## Supplied data

---*---

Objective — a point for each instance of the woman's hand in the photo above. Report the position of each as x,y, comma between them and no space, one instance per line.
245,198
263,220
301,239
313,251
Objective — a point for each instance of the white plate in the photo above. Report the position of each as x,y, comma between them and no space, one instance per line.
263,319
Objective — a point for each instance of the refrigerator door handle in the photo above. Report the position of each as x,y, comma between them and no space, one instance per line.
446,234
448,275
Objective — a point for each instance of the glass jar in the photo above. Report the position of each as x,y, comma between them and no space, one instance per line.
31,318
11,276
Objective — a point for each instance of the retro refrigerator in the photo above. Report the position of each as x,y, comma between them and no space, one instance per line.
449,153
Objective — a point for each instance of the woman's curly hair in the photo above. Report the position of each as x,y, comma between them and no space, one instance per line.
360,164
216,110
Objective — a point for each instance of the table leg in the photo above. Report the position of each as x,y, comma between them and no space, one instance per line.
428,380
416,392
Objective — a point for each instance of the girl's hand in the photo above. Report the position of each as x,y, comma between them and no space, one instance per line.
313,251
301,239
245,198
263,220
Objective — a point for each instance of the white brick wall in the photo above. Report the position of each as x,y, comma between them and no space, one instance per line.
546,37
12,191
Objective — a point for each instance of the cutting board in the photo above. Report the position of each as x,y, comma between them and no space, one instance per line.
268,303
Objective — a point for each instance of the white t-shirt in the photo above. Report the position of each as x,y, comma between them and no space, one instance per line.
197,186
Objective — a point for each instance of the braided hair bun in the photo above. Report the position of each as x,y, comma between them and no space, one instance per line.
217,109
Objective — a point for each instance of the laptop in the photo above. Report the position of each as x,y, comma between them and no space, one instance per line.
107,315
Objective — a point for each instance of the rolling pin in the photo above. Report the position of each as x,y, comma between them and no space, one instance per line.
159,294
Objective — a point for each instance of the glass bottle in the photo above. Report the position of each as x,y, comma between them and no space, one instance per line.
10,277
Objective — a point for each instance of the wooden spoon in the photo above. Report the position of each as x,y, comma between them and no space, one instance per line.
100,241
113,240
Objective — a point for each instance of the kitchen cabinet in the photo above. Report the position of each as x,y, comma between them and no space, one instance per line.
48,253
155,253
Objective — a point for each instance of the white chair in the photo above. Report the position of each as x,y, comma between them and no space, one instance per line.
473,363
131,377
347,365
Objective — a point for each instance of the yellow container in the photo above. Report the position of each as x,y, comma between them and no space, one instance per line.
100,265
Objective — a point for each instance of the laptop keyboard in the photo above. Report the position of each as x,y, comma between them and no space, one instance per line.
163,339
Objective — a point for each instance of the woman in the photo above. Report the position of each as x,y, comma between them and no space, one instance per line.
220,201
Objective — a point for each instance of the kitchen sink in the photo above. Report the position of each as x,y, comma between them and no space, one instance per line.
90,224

---*---

## Exercise description
Every line above should be retyped exactly as given.

## Exercise output
Objective — a point for each instance of the woman's hand in the photo above. Report the position of each as x,y, comma between them and no space, one instance per line.
245,198
263,220
301,239
313,251
Objective — a point for each instance of the white plate in the photo above. Report the position of each as x,y, comma between them and no space, one instance per line.
263,319
Objective — a point for each instance of the refrigerator door handle in the photo above. Report the position of each as x,y, comma between them and no space, one instance per line.
446,234
448,275
Objective — a point for each instance of the glass jar in the photo above. Report the position of each as x,y, comma between them and no space, one instance per line.
31,318
11,276
Objective — a point for each instance of the retro refrigerator in the photo above. Report the position of each as x,y, comma between them and no space, one instance per line.
449,153
Objective — a point for each instance of the woman's curly hair in the photo above. Report the position of each as x,y, comma between them and no space, one instance per line.
360,164
216,110
Objective — a point for each instance of the table leg in the photo above. Report the position of each as x,y, comma between them and no space, one instance per line.
428,380
416,392
Objective — a point for each instance of the girl's hand in the photo above. Report the position of each as x,y, comma between them and no space, one instance per line.
313,251
301,239
245,198
263,220
Objective — a point for each instance of the white brick wall in the photo above. Report the position of each as x,y, comma between them and no space, one instance per line.
546,37
12,191
Objective — a point for each instance of the cutting board in the photo above. Report the position of each as x,y, comma between them and no space, one instance per line.
268,303
Objective — a point for each instance of the white t-shirt in the photo above. Report the position of each as x,y, comma between them and no space, one instance per line.
197,186
Objective — a point for each instance of the braided hair bun in the photo above. Report the position of each as x,y, comma between them and no space, one instance per line.
217,109
Objective — a point for each instance of the laptop in the photo above. Report the position of each as x,y, comma between them and no space, one instance per line.
107,315
Objective — a point for each instance of the rolling pin in the photo above. Report the position of each as x,y, comma between them and no space, one instance per line.
159,294
Objective — a point for each instance of the glass bottle in the photo above. Report the position of each as x,y, comma between them and no space, one instance per line.
10,277
Objective — a point for each instance of the wooden spoon in the photo above. Report the position of each as x,y, comma between them and no space, one instance per line.
100,241
113,240
Objective — a point for each instance of the kitchen cabinet in the photo above. Report the position of each as x,y, comma between them and no space, one instance per line.
48,253
155,253
Objective — a point for each instance of the white chair in the photo above. Report the position of each as x,y, comma between them and no space, one instance per line.
473,363
131,377
347,365
Objective — a point for each instance of the yellow container in the photo above. Report the position of each as x,y, comma between them and no space, one instance per line.
100,265
Objective — a point for each instance of the laptop keyboard in the photo above. Report the position of each as x,y, comma between them and no space, one instance per line.
163,339
Objective — a point for each instance of the woman in the photo above. Report the position of each as x,y, comma between them and no space, one instance per line.
220,201
Objective — a point for each instance of the kitchen sink in the photo above. Report the position of each as x,y, comma between them and no space, one instance per line.
90,224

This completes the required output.